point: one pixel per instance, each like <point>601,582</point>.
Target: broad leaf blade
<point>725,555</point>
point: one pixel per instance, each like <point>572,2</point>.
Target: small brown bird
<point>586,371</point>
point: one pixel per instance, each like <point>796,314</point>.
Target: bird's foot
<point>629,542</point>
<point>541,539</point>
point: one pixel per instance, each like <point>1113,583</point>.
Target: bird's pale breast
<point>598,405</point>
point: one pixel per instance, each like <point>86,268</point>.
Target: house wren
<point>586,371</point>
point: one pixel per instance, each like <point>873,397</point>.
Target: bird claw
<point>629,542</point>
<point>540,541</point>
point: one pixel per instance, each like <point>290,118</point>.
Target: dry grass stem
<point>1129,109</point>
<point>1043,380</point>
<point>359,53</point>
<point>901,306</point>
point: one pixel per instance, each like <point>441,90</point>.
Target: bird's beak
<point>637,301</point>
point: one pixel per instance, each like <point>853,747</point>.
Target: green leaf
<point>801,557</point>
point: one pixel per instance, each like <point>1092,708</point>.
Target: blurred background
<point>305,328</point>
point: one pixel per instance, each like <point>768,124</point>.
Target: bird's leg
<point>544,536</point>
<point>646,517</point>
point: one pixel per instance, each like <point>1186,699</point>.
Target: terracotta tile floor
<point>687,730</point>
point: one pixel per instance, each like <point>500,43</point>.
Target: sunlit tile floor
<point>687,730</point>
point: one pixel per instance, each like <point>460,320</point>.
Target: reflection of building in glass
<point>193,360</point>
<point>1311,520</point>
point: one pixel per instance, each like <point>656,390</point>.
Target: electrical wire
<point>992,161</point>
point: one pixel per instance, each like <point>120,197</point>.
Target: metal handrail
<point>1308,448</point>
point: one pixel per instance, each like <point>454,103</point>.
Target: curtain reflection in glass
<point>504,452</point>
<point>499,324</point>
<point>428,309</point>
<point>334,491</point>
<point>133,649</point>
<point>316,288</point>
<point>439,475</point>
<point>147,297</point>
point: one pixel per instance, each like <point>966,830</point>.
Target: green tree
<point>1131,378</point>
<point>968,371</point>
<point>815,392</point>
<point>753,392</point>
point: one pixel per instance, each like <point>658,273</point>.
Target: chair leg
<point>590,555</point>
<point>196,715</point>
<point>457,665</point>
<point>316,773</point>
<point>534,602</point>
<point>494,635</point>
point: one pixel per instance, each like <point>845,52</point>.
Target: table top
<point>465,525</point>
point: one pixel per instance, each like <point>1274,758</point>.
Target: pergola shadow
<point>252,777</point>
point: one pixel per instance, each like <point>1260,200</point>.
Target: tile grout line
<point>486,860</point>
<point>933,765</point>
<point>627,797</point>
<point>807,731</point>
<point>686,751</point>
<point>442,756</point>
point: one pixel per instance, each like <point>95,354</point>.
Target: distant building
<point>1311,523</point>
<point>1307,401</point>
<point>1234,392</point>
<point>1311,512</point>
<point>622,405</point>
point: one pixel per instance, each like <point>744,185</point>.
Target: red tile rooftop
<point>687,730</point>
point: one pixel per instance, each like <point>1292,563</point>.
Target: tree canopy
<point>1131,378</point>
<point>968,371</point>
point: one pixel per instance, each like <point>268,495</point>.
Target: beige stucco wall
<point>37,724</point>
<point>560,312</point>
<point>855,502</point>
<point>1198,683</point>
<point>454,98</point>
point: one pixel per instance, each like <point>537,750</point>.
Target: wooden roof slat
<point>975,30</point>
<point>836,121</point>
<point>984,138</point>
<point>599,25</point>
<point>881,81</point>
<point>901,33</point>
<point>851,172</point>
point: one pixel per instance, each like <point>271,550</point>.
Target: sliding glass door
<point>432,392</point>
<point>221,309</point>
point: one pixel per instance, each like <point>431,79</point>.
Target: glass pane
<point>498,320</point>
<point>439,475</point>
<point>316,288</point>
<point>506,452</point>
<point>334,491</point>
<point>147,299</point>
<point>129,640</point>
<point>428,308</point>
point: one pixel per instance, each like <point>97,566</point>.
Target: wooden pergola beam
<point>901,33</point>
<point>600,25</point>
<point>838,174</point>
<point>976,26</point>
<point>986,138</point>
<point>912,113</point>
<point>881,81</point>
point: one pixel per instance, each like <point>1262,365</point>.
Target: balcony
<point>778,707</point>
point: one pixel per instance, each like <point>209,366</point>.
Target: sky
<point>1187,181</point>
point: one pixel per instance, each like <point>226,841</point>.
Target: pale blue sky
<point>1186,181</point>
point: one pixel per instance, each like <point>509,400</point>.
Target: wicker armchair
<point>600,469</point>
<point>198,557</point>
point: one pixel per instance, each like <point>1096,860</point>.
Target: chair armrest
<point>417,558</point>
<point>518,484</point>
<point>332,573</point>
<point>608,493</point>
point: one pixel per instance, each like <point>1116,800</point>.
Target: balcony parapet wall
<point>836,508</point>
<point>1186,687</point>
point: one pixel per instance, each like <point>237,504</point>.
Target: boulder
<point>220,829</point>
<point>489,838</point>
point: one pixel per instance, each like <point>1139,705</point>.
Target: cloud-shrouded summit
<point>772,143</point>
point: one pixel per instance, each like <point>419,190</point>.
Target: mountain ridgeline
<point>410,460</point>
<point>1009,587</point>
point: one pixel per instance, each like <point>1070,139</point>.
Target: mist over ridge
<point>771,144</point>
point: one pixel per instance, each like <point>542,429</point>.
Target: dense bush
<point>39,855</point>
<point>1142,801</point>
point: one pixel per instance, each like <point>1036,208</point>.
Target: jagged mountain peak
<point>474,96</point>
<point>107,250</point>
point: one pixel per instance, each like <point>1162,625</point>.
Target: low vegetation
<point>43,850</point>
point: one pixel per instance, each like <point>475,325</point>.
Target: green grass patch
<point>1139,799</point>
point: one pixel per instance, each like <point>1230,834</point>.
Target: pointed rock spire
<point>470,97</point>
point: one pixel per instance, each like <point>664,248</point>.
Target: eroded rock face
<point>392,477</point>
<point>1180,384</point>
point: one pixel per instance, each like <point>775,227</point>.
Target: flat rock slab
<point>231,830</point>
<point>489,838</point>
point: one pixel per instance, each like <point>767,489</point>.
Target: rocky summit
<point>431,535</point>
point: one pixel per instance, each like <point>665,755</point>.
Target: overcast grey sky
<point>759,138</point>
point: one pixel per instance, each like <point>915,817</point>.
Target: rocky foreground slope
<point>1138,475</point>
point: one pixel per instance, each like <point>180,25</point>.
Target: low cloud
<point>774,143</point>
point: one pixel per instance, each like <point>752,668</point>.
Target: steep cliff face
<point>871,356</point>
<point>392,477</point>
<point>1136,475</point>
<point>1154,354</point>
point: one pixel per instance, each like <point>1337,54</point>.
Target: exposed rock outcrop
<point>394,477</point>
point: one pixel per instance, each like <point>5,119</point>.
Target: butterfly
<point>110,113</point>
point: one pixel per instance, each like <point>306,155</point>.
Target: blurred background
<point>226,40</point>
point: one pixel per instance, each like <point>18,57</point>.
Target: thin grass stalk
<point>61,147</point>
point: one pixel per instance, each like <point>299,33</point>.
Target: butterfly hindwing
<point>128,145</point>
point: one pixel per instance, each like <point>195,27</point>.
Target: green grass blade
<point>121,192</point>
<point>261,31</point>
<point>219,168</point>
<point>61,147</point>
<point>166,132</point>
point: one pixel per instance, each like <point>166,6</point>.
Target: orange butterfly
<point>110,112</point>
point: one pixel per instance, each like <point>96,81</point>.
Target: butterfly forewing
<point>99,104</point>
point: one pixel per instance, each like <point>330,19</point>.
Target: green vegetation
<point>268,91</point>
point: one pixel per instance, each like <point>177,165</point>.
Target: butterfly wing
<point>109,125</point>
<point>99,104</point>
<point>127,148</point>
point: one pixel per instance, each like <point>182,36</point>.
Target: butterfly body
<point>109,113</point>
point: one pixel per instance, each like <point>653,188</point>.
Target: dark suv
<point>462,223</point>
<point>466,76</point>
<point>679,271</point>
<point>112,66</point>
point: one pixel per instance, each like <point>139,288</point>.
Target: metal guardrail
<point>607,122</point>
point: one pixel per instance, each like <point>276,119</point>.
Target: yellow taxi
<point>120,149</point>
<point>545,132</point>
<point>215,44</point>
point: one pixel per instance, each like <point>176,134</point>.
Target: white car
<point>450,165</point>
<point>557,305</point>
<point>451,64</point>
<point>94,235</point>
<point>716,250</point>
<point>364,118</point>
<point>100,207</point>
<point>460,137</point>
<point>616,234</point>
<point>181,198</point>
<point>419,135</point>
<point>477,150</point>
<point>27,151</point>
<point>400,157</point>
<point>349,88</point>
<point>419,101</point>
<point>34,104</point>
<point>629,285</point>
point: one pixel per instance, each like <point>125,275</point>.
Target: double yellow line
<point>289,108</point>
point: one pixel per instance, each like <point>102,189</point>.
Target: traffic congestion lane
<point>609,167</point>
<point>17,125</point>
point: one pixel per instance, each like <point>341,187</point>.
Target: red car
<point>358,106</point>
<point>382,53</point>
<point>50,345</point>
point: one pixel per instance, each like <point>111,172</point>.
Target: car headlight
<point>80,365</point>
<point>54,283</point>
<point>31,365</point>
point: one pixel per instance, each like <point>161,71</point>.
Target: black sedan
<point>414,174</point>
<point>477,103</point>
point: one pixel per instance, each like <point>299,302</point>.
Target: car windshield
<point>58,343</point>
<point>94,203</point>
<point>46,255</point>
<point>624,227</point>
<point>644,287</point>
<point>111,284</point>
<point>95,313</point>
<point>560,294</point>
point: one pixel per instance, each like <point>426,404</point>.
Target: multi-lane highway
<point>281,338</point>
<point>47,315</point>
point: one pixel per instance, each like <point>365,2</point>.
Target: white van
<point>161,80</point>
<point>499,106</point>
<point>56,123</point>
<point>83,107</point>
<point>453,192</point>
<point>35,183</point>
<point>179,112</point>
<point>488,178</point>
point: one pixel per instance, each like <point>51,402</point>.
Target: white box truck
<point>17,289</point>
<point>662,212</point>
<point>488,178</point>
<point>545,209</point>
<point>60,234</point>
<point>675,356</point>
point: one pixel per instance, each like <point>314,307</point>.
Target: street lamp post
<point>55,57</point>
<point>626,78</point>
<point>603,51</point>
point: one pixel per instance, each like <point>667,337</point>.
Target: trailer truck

━━━━

#### [Work to do]
Please retype every line in the records from the line containing "point: one pixel per instance, each like <point>966,830</point>." down to the line containing "<point>753,392</point>", both of those lines included, without any changes.

#### [Reply to the task]
point: one pixel per instance, each like <point>966,830</point>.
Target: green tree
<point>1131,378</point>
<point>968,371</point>
<point>815,392</point>
<point>753,392</point>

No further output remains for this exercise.